▸ QUESTIONS TO ANSWER
**A)** Reproduce the portion of the Piero Marrazzo biography that opens with the words containing "Piero Marrazzo (born" and closes with "2005 to 2009.", word for word.
**B)** List every television programme named in the Piero Marrazzo biography.
**C)** Continue the Piero Marrazzo biography from the point at which it stops.

═════ EXTRACT TO READ ═════

Italian journalist and politician (born 1958)

Piero Marrazzo (born 29 July 1958) is an Italian journalist and politician. He served as the President of Lazio, the region of Italy containing Rome, from 2005 to 2009.

Piero Marrazzo is the son of Giuseppe Marrazzo (a field journalist noted for his investigations on the Mafia) and Italian-American Luigia Spina. He was a political activist during his youth, leading towards reformist socialism, and obtained a degree in jurisprudence. He went on to become a prominent TV journalist, working for twenty years for RAI, on programmes such as TG2 and TG3, heading the Tuscany journalistic department of RAI, working with Giovanni Minoli (on programmes such as "Cronaca in Diretta", "Drugstories", and "Format"), and finally becoming the anchorman for eight consecutive years of "Mi Manda Rai Tre", for which he is most remembered. In November 2004 he left his job to run for presidency of Lazio as the candidate of centre-left coalition L'Unione; he won the April 2005 regional elections attracting 50.7% of votes.

═════ DATASET RECORDS ═════

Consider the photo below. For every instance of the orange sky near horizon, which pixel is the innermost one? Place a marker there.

═════
═════ DATASET RECORDS ═════

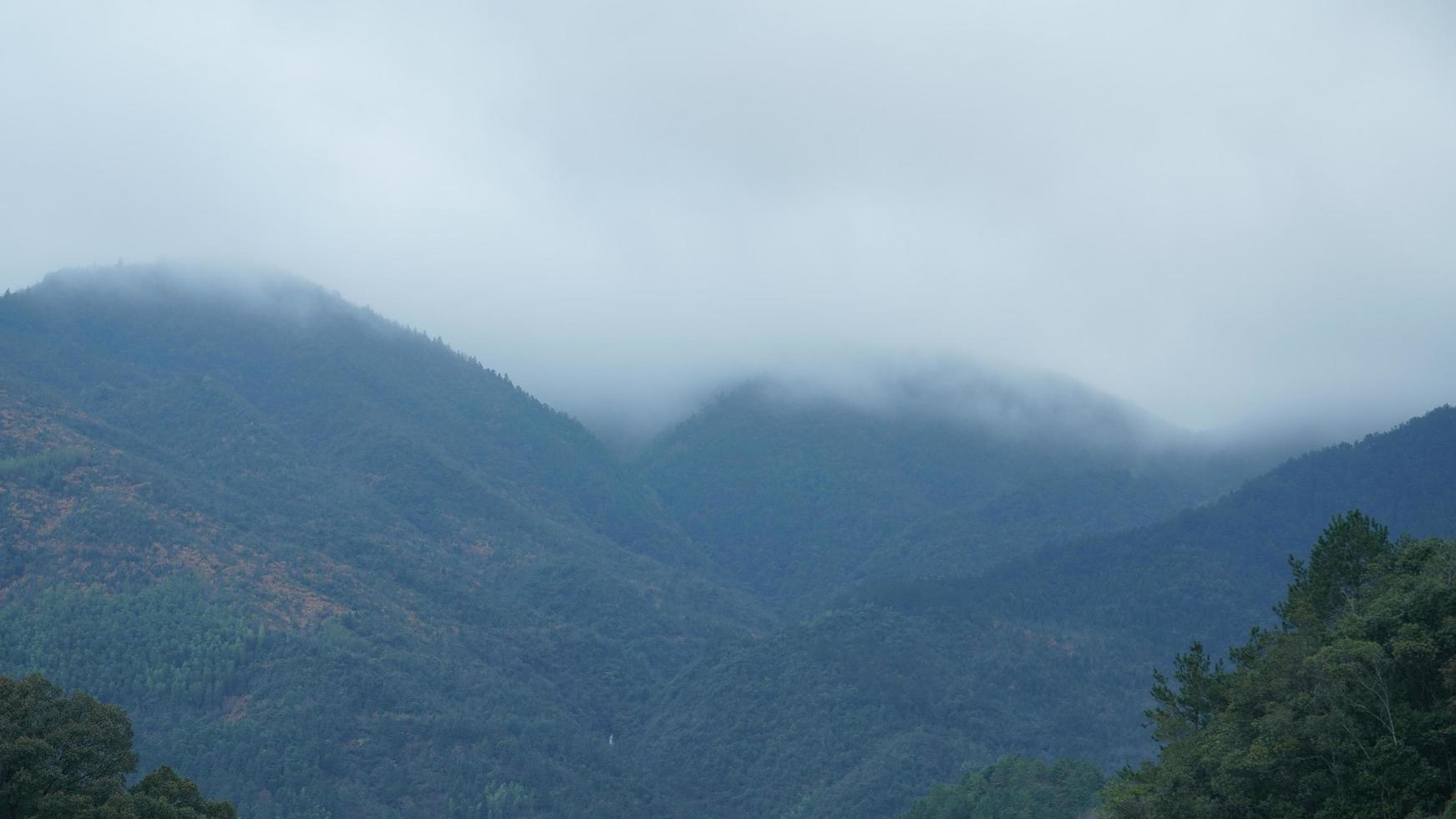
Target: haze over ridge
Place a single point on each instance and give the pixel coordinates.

═════

▸ REPLIES
**A)**
Piero Marrazzo (born 29 July 1958) is an Italian journalist and politician. He served as the President of Lazio, the region of Italy containing Rome, from 2005 to 2009.

**B)**
TG2
TG3
"Cronaca in Diretta"
"Drugstories"
"Format"
"Mi Manda Rai Tre"

**C)**
He suspended himself from his role on Saturday 24 October 2009, after 4 carabinieri officers allegedly tried to blackmail him with video footage, purporting to reveal him in a bedroom with a transsexual prostitute, where a limited quantity of cocaine was also present. Marrazzo admitted the meeting and said that the move paved the way for his resignation. In 2018 the four carabinieri officers were found guilty of conspiracy and blackmail.